#### GIVEN DATA:
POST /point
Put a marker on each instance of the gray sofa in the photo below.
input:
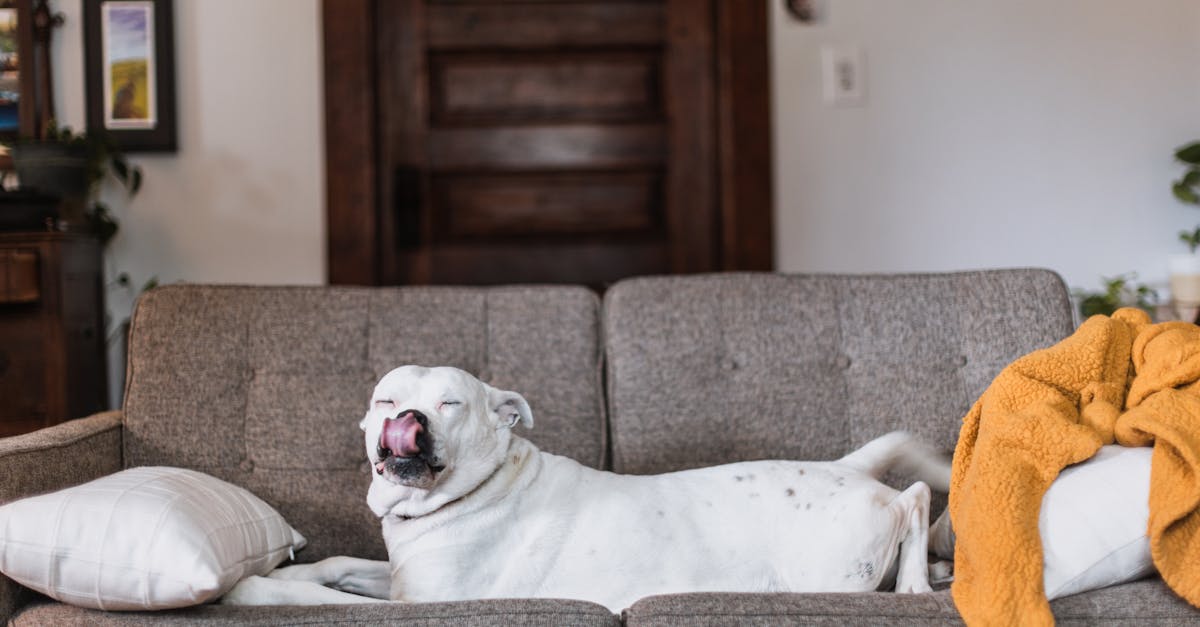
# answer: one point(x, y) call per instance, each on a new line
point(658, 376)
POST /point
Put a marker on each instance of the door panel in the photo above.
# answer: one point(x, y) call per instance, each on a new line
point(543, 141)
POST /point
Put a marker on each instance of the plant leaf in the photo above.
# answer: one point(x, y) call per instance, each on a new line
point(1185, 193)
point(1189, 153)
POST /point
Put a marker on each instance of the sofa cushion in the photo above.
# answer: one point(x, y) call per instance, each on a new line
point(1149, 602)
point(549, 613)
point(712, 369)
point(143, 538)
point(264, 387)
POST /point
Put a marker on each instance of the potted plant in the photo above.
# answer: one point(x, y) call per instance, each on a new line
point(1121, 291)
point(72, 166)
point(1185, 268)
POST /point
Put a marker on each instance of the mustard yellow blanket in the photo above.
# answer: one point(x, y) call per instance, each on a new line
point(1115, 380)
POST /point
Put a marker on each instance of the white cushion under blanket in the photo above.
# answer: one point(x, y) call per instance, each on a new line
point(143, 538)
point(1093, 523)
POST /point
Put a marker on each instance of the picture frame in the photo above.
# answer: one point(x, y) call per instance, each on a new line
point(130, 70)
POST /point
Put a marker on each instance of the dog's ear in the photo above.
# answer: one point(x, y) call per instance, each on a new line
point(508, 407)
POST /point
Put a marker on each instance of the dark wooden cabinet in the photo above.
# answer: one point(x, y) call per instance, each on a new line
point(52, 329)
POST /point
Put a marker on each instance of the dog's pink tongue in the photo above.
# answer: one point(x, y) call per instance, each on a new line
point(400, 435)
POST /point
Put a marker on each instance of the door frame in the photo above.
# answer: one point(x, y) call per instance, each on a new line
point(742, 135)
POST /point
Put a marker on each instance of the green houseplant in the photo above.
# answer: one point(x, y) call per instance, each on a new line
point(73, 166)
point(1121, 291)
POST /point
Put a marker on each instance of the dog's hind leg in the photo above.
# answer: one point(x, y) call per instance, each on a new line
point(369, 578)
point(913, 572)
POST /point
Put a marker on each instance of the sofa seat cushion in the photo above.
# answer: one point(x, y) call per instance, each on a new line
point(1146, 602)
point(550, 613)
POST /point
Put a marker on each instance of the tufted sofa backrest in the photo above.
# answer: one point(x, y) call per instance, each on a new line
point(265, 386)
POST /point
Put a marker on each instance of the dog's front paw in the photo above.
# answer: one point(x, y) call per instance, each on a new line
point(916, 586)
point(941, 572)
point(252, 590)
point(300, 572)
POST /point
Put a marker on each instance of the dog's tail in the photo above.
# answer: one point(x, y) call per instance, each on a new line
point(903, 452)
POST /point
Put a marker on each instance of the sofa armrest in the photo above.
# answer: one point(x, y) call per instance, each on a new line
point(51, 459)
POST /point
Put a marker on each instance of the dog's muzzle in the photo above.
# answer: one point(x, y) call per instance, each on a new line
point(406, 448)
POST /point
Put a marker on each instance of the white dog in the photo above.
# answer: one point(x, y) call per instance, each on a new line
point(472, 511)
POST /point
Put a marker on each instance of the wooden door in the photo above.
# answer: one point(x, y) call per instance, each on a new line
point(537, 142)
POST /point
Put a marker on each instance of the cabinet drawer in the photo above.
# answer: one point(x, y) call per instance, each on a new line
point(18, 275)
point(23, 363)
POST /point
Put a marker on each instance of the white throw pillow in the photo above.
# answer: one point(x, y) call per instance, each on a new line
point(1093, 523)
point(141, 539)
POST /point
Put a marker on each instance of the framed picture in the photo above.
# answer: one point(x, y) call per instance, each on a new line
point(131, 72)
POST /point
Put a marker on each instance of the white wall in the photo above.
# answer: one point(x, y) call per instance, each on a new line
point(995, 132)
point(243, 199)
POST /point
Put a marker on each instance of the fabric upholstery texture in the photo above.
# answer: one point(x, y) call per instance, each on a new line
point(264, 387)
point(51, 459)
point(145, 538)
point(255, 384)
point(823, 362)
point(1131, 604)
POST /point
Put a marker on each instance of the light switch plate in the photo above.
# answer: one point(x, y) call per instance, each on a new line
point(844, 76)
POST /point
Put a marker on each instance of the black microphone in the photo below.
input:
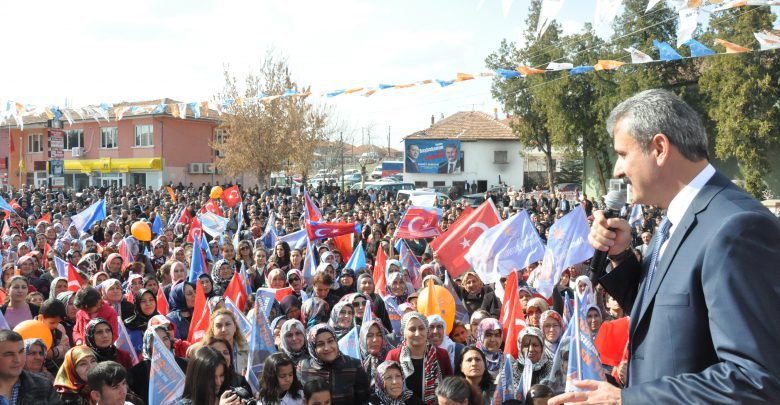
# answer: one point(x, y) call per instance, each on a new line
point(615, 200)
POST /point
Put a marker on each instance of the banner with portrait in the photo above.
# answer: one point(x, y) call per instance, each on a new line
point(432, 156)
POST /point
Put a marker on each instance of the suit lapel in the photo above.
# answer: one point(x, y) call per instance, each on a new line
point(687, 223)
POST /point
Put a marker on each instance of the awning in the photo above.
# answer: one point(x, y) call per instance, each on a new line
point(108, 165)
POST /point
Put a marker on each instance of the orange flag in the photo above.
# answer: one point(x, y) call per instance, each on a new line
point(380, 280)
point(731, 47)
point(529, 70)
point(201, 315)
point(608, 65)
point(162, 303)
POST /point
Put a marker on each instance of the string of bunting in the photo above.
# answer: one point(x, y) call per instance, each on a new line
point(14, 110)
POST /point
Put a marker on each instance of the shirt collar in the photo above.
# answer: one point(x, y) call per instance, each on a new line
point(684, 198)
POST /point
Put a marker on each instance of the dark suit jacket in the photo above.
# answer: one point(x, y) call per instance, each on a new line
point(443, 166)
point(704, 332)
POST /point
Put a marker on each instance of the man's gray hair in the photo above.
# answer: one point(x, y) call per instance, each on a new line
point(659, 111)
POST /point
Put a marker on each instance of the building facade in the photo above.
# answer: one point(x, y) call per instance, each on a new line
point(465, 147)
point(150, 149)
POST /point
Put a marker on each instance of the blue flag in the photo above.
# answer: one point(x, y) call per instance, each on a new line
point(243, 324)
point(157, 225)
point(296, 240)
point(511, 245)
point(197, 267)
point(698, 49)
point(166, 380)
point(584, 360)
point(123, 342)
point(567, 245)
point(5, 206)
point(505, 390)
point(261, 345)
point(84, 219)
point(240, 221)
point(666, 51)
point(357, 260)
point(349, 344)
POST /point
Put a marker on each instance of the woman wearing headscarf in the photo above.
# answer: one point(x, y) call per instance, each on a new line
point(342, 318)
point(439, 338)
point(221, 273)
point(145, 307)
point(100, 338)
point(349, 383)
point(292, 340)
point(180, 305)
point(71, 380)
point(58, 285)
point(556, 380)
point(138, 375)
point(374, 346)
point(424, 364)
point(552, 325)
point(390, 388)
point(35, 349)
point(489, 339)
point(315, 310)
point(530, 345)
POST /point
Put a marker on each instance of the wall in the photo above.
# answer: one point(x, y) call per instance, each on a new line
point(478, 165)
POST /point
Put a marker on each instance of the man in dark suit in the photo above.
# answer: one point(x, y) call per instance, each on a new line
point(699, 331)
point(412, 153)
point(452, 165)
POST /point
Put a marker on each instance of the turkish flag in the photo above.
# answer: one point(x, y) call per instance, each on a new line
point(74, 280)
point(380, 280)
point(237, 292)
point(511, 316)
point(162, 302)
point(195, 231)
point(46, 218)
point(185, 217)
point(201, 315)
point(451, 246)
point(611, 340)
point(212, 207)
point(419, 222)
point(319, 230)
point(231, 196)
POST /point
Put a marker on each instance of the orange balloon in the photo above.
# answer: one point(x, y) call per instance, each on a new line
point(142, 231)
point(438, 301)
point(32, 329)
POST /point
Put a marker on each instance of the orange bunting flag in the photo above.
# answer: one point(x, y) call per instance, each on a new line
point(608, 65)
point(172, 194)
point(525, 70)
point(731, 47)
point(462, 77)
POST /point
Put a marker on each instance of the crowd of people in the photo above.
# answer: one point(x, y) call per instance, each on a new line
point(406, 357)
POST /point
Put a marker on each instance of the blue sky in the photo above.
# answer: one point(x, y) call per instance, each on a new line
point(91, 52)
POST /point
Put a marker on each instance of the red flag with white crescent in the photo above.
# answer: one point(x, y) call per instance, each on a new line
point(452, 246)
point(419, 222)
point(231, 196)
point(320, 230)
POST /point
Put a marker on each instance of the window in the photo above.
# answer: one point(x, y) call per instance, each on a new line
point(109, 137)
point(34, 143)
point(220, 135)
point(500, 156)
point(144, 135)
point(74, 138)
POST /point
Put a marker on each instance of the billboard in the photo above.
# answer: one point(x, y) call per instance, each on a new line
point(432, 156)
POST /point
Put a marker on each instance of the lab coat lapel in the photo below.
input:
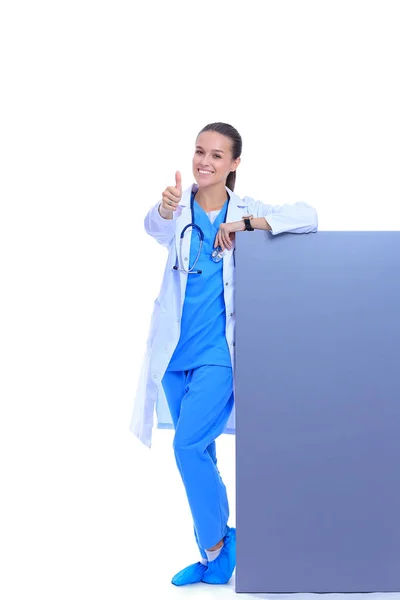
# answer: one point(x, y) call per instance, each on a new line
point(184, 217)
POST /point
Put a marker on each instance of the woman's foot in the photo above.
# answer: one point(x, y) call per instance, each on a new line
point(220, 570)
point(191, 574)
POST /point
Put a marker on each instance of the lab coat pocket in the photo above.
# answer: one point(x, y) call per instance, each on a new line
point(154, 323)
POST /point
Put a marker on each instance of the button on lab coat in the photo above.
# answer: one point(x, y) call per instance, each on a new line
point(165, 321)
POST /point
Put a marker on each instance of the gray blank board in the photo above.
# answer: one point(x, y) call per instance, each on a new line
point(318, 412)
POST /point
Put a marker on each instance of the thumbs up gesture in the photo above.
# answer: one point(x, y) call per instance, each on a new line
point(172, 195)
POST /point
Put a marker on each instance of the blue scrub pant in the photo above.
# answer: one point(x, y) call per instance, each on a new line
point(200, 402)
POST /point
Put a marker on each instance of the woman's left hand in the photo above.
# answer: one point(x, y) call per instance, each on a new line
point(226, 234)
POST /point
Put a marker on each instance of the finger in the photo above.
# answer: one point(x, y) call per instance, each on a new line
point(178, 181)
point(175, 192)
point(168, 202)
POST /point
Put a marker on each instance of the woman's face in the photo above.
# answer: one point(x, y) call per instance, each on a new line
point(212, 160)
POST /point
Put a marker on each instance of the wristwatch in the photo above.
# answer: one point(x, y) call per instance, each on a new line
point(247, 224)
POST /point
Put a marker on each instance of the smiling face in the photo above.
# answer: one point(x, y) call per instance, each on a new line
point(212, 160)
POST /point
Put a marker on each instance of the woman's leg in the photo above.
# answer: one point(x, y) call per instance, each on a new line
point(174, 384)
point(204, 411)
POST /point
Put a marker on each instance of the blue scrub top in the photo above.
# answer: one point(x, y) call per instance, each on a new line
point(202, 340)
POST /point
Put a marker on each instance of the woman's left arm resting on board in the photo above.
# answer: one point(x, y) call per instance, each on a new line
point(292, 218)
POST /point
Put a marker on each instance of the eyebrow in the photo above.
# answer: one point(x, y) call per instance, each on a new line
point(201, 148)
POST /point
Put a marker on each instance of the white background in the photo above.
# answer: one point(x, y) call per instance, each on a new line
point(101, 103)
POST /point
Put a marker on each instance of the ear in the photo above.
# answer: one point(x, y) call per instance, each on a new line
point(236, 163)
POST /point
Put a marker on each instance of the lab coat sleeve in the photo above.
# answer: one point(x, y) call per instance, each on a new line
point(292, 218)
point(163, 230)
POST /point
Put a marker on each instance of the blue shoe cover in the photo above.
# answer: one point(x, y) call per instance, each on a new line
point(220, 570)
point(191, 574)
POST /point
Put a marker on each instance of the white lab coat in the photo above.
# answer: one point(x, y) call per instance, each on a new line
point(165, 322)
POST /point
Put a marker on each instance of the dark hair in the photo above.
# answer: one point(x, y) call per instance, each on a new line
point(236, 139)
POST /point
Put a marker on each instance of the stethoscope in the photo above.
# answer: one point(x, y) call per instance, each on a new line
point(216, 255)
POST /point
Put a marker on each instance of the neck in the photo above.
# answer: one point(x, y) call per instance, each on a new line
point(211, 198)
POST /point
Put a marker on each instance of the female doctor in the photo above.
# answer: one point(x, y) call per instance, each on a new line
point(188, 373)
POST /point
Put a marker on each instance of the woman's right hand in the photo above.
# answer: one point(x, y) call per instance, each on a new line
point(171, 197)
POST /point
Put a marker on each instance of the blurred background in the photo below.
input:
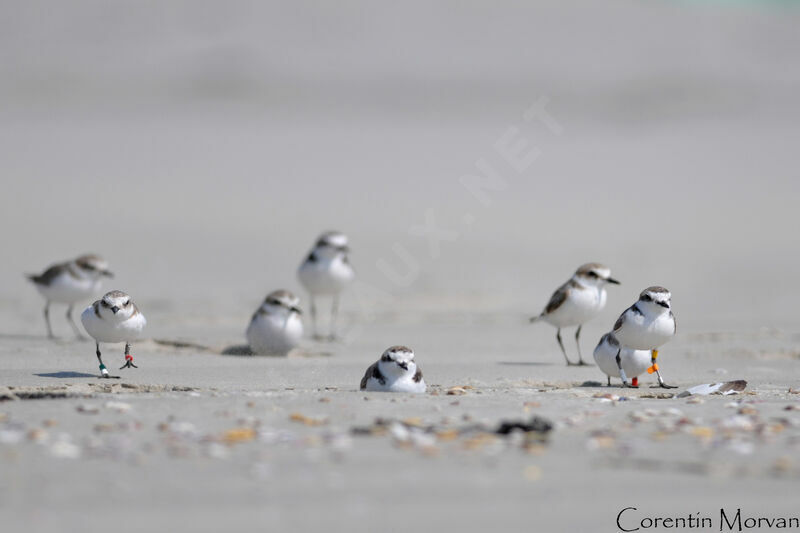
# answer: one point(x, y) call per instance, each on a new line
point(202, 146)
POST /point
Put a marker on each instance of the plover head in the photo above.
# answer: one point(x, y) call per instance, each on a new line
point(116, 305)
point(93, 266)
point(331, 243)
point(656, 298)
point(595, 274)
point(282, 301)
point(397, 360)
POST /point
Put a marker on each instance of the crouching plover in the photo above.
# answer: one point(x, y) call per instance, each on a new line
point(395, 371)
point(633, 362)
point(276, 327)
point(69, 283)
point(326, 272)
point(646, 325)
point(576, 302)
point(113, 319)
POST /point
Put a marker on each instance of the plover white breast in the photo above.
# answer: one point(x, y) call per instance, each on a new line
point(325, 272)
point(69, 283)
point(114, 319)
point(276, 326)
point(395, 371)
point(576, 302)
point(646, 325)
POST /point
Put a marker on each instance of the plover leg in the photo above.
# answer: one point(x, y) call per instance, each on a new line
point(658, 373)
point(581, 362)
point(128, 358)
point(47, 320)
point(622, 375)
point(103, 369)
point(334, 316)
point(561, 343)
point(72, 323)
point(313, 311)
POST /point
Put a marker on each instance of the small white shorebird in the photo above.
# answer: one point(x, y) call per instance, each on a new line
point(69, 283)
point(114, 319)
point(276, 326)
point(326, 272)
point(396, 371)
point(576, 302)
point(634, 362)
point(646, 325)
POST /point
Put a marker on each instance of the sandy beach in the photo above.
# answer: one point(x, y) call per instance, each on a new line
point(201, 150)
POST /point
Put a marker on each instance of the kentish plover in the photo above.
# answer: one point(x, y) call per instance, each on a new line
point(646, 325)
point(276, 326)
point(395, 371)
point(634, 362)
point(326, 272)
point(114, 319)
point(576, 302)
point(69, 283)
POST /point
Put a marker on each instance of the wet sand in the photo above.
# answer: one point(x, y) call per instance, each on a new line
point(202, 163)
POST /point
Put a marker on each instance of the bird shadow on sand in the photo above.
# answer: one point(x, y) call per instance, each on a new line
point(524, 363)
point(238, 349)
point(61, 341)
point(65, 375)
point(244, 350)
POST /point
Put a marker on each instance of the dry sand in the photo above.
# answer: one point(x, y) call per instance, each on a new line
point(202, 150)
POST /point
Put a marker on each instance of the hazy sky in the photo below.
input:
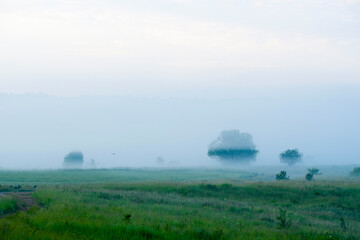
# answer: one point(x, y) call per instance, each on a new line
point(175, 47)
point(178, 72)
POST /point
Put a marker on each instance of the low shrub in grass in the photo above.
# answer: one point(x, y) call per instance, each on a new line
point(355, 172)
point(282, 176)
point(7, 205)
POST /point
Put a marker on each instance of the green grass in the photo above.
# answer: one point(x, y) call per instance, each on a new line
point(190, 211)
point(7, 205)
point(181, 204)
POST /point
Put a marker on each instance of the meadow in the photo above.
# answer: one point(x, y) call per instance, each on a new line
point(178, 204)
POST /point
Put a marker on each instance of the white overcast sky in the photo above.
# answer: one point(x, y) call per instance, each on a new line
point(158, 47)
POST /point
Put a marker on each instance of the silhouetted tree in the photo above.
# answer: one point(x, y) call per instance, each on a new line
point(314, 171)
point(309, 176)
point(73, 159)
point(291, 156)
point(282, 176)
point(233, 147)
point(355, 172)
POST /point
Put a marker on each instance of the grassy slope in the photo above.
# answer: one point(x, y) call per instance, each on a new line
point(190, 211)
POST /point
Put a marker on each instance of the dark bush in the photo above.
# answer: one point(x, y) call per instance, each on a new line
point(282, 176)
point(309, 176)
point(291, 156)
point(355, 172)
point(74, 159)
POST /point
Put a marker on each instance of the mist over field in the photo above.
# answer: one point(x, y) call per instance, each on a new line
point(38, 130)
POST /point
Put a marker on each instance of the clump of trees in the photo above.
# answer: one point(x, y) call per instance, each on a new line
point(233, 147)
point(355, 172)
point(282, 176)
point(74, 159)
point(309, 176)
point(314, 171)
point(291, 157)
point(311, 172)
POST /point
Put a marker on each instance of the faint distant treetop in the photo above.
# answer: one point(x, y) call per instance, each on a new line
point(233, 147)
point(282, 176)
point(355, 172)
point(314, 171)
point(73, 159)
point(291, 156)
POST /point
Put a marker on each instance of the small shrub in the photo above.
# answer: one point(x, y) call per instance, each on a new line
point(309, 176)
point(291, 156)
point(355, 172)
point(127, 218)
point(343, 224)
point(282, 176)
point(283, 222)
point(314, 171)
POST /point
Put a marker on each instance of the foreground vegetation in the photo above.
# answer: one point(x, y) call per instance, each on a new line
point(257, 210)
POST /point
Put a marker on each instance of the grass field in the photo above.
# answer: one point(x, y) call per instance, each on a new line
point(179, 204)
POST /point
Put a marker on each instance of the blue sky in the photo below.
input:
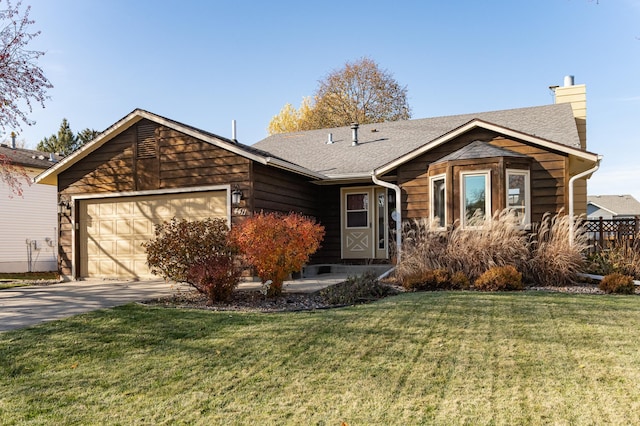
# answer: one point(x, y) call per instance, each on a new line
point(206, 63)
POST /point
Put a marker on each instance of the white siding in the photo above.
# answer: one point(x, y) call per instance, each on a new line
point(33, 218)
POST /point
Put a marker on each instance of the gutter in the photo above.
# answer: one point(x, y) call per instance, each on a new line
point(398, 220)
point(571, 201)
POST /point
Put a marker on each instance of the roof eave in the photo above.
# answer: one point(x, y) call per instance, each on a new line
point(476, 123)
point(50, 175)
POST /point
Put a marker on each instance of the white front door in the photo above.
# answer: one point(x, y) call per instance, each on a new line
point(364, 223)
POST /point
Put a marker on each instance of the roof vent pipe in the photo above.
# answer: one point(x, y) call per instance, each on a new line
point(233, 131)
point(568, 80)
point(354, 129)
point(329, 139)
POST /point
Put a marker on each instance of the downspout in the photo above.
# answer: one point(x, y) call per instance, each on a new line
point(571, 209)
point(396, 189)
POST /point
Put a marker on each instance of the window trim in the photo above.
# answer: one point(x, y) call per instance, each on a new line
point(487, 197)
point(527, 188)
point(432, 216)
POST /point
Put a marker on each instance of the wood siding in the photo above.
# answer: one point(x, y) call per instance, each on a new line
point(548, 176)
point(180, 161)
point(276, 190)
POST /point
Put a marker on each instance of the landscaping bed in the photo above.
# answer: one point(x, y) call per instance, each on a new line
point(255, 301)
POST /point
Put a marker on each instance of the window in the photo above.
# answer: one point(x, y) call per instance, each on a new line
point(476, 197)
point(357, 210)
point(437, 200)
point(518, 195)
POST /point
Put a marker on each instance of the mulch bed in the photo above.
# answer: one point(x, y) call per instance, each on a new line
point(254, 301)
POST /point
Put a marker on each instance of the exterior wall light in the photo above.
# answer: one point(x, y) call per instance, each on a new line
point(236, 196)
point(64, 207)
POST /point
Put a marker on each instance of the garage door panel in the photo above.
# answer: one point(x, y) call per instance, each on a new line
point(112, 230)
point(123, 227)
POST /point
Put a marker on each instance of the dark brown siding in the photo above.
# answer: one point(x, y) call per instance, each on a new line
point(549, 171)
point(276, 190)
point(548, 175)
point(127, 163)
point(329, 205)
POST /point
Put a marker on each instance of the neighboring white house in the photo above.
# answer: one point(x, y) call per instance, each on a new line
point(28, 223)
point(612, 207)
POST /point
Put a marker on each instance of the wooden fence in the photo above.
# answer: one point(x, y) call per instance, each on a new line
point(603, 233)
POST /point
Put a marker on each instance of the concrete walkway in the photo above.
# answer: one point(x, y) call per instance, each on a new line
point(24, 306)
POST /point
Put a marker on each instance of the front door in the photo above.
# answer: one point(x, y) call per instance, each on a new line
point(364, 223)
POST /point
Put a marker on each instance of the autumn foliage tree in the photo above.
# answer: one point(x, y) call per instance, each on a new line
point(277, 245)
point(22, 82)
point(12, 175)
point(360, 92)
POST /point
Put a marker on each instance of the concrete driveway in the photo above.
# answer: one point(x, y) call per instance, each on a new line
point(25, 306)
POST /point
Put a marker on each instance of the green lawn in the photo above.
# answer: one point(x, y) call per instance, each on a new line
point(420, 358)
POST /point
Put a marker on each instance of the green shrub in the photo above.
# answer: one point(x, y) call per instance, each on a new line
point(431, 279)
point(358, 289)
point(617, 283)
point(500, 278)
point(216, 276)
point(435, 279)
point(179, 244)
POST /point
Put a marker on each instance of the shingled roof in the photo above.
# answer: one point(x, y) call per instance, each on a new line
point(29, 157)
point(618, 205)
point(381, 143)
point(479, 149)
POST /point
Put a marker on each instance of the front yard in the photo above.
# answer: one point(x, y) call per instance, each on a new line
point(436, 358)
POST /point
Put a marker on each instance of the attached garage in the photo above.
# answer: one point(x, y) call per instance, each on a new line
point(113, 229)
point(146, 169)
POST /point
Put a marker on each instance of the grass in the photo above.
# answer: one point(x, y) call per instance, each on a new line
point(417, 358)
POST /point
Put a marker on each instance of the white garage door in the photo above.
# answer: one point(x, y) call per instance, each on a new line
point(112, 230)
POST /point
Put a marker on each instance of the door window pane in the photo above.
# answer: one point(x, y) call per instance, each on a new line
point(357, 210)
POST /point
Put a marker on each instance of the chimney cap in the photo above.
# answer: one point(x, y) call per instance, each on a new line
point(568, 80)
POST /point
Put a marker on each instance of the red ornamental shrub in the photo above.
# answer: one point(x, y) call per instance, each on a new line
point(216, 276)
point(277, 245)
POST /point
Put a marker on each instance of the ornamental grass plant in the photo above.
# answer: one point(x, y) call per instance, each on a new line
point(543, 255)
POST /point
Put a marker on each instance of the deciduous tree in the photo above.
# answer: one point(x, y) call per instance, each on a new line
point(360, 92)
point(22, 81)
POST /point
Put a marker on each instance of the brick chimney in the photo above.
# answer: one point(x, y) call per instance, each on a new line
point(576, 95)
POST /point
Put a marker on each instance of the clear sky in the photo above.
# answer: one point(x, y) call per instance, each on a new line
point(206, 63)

#### TASK BRIEF:
Render the material as a numbered list from its first line through the line containing "point(543, 141)", with both ends included and blank lines omitted. Leave the pictures out of the list.

#### TASK OUTPUT:
1. POST /point
2. Put a marker on each instance of the gray sofa in the photo below.
3. input:
4. # answer: one point(x, y) call per instance, each on a new line
5. point(658, 376)
6. POST /point
7. Put a marker on each instance of the door panel in the photo above.
8. # answer: one point(x, y) call per instance, each on a new line
9. point(543, 141)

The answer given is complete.